Point-per-instance localization data
■ ■ ■
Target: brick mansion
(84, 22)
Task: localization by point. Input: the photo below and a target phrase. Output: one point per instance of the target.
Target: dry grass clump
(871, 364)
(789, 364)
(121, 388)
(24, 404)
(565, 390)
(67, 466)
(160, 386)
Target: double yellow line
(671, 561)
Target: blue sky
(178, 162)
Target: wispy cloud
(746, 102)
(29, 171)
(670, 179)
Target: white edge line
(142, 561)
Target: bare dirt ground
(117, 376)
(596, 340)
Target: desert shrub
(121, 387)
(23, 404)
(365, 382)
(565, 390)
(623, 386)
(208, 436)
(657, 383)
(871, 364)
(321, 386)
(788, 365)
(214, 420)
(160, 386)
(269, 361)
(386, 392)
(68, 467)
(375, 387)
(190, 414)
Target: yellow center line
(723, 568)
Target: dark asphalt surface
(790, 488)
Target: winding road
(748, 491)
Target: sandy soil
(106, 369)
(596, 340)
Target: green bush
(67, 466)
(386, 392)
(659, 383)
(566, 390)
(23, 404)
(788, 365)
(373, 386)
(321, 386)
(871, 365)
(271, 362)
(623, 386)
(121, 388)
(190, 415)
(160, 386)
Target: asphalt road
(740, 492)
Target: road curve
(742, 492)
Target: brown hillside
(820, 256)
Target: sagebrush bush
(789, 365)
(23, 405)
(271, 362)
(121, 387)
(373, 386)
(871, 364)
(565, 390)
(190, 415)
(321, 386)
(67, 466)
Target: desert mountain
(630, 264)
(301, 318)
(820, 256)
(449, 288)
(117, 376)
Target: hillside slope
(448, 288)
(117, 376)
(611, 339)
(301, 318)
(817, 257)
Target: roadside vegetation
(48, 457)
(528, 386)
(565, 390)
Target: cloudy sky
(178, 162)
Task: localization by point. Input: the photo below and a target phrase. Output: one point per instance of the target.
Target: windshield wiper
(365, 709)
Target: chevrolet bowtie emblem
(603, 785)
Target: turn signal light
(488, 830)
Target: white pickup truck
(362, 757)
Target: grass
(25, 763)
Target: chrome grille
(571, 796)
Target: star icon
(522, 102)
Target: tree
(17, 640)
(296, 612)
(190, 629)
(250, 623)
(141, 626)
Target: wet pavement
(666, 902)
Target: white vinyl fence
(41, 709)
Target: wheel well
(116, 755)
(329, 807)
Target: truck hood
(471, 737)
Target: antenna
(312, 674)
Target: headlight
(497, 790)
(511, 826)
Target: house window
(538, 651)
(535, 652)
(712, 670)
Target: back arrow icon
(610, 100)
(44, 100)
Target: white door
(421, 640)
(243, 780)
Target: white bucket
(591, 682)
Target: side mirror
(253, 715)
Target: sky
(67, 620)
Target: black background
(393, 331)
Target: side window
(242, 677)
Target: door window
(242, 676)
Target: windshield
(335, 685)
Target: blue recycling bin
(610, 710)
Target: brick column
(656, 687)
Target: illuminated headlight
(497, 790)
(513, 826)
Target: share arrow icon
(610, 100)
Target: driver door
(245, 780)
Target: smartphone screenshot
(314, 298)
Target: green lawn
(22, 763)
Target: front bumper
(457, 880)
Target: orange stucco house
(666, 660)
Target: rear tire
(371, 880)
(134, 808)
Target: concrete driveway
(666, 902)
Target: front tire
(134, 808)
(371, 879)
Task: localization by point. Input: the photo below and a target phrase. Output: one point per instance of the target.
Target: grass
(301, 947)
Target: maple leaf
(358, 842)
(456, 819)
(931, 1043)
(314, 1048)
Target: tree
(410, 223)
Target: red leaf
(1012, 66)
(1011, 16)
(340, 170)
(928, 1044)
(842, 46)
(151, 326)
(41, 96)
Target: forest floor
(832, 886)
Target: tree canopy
■ ■ ■
» **TASK STATEMENT**: Write down every record shown above precisely.

» **PROBLEM SOLUTION**:
Target: brick mansion
(84, 22)
Task: localization by point. Input: the photo below and a target phrase. Output: one point per instance of the target.
Target: dry grass clump
(871, 364)
(789, 364)
(121, 388)
(24, 404)
(565, 390)
(67, 466)
(160, 386)
Target: double yellow line
(671, 561)
Target: blue sky
(178, 162)
Target: wispy cloud
(746, 102)
(29, 171)
(670, 179)
Target: white edge line
(142, 561)
Target: bare dirt ground
(117, 376)
(596, 340)
Target: desert shrub
(121, 387)
(23, 404)
(365, 382)
(565, 390)
(623, 386)
(208, 436)
(657, 383)
(871, 364)
(321, 386)
(788, 365)
(214, 420)
(160, 386)
(269, 361)
(386, 392)
(68, 467)
(375, 387)
(190, 414)
Target: yellow center line
(723, 568)
Target: dark asphalt surface
(790, 488)
Target: winding road
(748, 491)
Target: sandy soil
(106, 369)
(596, 340)
Target: green bush
(67, 466)
(386, 392)
(659, 383)
(566, 390)
(23, 404)
(788, 365)
(373, 386)
(321, 386)
(871, 365)
(271, 362)
(623, 386)
(121, 388)
(190, 415)
(160, 386)
Target: asphalt road
(740, 492)
Target: road curve
(742, 492)
Target: brown hillside
(820, 256)
Target: sagebrush bush
(789, 365)
(23, 405)
(271, 362)
(121, 387)
(373, 386)
(871, 364)
(565, 390)
(190, 415)
(321, 386)
(67, 466)
Target: desert mountain
(630, 264)
(301, 318)
(820, 256)
(449, 288)
(117, 376)
Target: hillside slope
(448, 288)
(117, 376)
(611, 339)
(301, 318)
(817, 257)
Target: roadside vegetation
(48, 457)
(528, 386)
(565, 390)
Target: cloudy sky
(178, 162)
Task: localization by point. Input: the photo below and a target phrase. Output: one point per instance of the target.
Target: windshield wiper
(365, 709)
Target: chevrolet bowtie emblem
(603, 785)
Target: turn signal light
(488, 830)
Target: white pickup truck
(362, 757)
Target: grass
(25, 763)
Target: chrome grille
(571, 796)
Target: star icon
(522, 102)
Target: tree
(17, 640)
(296, 612)
(190, 629)
(250, 623)
(141, 626)
Target: wet pavement
(666, 902)
Target: white vinyl fence
(41, 709)
Target: wheel well
(116, 755)
(329, 807)
Target: truck hood
(471, 737)
Target: antenna
(312, 674)
Target: headlight
(497, 790)
(511, 826)
Target: house window
(538, 651)
(535, 652)
(712, 670)
Target: back arrow icon
(610, 100)
(44, 100)
Target: white door
(421, 640)
(243, 780)
Target: white bucket
(591, 682)
Target: side mirror
(253, 715)
Target: sky
(67, 620)
Target: black background
(393, 331)
Target: side window
(242, 677)
Target: door window
(242, 676)
Target: windshield
(335, 685)
Target: blue recycling bin
(610, 710)
Target: brick column
(656, 687)
Target: illuminated headlight
(497, 790)
(513, 826)
Target: share arrow icon
(610, 100)
Target: driver door
(245, 780)
Target: smartphone screenshot
(314, 298)
Target: green lawn
(22, 763)
Target: front bumper
(457, 880)
Target: orange stucco house
(666, 660)
Target: rear tire
(371, 880)
(134, 808)
Target: concrete driveway
(666, 902)
Target: front tire
(134, 808)
(371, 879)
Task: localization by point. Input: the photo below and a target phrase. Output: one point per instance of the target.
Target: grass
(301, 947)
Target: maple leaf
(358, 842)
(456, 819)
(931, 1043)
(314, 1048)
Target: tree
(410, 223)
Target: red leaf
(1012, 66)
(1011, 16)
(340, 170)
(928, 1044)
(842, 46)
(151, 326)
(41, 96)
Target: forest floor
(832, 886)
Target: tree canopy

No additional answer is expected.